## Tasks for this exercise
**A)** Reproduce everything in the Ketchikan travel piece from "The coastline and" down to "berries and Salmon.".
**B)** In the Ketchikan travel piece, how much rain does Ketchikan get per year?

## Selected extract
────────────────────────────────────────
Every port has a unique identity.  Ketchikan has rain; lots of rain, 13+ feet per year. It has wild life.  It has history. Specifically, ‘Creek Street’.  In the early years of the 1900’s this was the red-light district, the buildings hanging over the creek, supported by the stilt like pilings.

The coastline and rain forest in Ketchikan is a smorgasbord of wildlife, from thousands of Salmon swimming upstream to spawn this time of year; hundreds of Bald Eagles perched on tree branches and tops ever so regal, waiting to dive on unsuspecting meals; to Black Bears feasting on wild berries and Salmon.

This area is also home to the Tlingit native tribe, with the world’s largest display of totem poles at both Saxman Native Village and Totem Bight State Park.  With so many options we had settled on attending one of the big attractions in Ketchikan, a lumberjack show.
Ketchikan, like so many other heavily wooded areas of our country, at one time had a bustling timber industry.  The tradition of lumberjacks is alive and well in a fun and entertaining show, The Great Alaskan Lumberjack Show, a block from the docks where our ship was docked.
────────────────────────────────────────
[Region pointing data]

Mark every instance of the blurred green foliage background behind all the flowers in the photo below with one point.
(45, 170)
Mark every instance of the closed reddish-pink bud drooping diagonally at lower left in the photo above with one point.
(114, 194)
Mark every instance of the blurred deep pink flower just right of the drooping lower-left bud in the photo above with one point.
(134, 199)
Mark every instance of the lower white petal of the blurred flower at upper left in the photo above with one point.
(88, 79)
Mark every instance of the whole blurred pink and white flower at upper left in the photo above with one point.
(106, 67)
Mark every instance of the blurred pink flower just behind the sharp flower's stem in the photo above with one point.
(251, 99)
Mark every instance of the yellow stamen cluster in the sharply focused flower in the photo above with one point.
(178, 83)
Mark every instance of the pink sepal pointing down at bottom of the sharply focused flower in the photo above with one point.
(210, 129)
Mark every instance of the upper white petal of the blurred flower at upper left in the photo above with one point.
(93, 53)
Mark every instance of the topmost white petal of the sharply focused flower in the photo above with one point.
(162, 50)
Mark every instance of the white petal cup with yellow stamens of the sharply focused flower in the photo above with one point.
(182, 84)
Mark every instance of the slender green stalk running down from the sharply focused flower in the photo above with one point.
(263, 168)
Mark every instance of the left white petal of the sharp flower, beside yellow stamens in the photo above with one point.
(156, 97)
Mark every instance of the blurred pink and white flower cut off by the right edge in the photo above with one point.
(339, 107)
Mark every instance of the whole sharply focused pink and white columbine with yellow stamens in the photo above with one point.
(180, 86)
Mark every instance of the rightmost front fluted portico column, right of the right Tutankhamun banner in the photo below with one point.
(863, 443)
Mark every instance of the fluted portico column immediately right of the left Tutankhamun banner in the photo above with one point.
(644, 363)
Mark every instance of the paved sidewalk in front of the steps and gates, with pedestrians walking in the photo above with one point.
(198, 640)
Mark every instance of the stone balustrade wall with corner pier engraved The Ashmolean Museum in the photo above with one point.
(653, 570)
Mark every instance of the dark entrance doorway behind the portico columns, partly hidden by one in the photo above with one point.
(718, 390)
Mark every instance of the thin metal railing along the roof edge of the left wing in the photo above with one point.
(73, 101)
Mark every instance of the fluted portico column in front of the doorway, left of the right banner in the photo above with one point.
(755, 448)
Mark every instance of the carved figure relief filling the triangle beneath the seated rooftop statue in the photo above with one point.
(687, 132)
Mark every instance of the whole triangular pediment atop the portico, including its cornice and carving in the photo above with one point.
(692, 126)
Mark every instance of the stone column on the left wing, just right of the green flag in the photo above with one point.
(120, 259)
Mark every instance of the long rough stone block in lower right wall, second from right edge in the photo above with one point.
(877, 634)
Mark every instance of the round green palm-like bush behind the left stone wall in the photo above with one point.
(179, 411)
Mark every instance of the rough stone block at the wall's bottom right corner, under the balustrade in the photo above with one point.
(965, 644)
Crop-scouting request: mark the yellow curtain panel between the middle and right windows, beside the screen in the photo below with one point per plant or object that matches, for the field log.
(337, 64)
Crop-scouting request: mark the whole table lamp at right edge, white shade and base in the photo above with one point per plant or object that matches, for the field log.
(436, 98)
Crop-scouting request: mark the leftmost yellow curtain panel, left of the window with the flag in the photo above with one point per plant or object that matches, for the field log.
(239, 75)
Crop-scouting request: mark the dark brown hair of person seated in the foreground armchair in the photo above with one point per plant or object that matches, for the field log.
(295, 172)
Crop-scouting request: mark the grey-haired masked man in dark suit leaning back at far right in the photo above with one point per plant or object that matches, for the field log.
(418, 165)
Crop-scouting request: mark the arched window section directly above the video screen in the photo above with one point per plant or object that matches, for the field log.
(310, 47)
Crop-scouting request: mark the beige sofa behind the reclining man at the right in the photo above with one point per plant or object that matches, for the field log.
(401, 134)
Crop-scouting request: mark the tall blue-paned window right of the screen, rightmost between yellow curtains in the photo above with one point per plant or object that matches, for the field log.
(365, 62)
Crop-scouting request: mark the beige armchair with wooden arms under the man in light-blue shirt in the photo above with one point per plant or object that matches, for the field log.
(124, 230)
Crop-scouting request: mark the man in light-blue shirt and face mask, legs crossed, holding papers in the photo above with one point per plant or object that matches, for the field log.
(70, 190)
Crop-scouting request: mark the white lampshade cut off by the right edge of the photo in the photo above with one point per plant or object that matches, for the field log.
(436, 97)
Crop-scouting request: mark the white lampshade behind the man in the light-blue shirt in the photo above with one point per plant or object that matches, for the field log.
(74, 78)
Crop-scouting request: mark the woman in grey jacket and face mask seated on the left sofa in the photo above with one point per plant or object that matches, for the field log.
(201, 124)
────────────────────────────────────────
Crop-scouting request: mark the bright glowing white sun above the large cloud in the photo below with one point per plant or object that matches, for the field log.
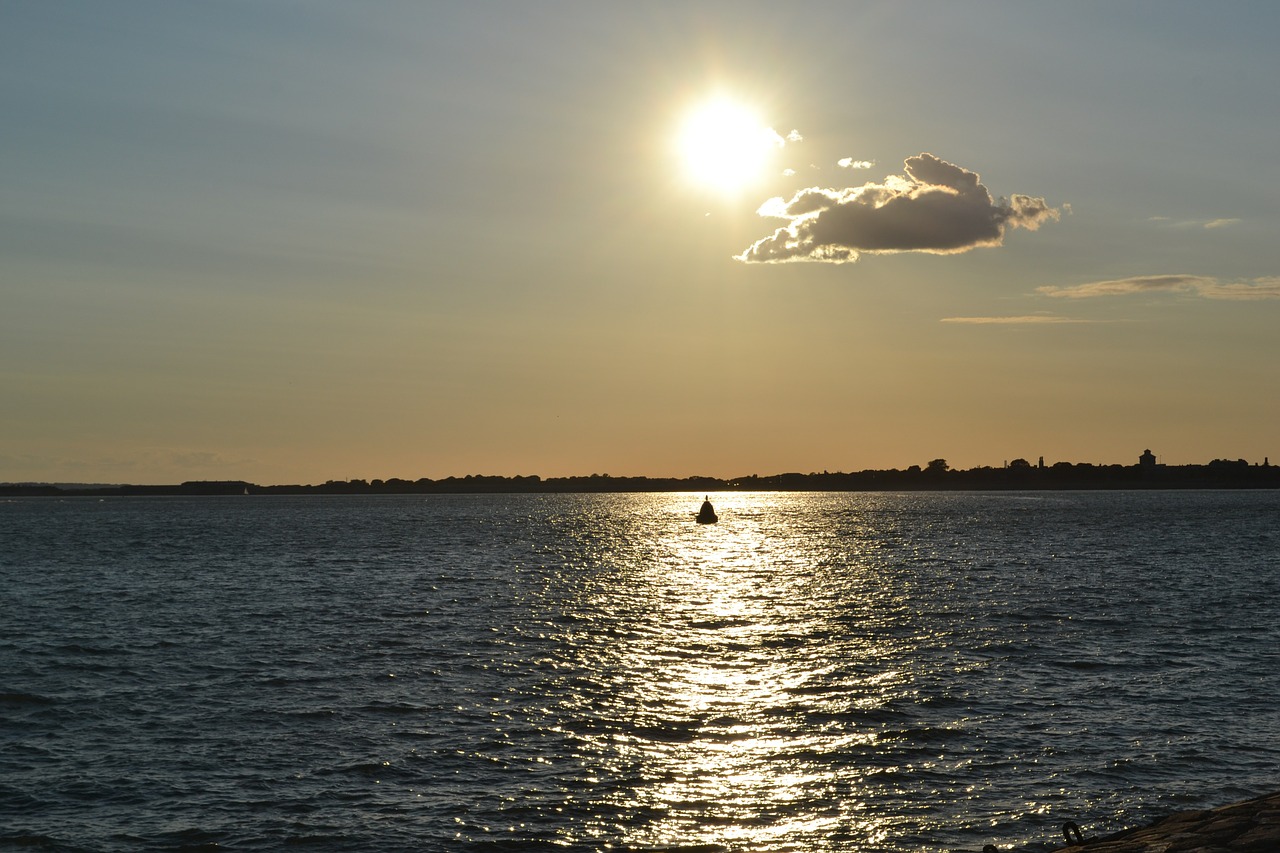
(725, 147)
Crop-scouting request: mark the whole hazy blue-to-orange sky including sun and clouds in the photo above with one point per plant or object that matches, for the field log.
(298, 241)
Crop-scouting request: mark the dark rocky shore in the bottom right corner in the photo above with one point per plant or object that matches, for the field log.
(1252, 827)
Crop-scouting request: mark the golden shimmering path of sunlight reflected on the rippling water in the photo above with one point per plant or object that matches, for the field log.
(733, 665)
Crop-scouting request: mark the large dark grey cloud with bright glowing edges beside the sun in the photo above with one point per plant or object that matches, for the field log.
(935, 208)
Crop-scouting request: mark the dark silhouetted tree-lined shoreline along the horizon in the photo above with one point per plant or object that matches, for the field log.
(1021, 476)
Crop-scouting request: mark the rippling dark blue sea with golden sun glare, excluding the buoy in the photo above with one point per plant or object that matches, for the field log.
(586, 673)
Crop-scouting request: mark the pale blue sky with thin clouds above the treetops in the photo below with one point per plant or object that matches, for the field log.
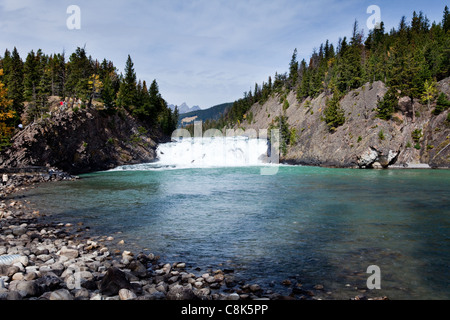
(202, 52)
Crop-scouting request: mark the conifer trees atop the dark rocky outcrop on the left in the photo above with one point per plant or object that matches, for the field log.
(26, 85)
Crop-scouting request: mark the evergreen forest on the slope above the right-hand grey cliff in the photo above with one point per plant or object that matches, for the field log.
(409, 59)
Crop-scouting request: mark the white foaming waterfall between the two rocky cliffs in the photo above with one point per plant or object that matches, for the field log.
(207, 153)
────────────────────────────────────────
## Answers provided
**A)**
The coastline and rain forest in Ketchikan is a smorgasbord of wildlife, from thousands of Salmon swimming upstream to spawn this time of year; hundreds of Bald Eagles perched on tree branches and tops ever so regal, waiting to dive on unsuspecting meals; to Black Bears feasting on wild berries and Salmon.

**B)** 13+ feet per year.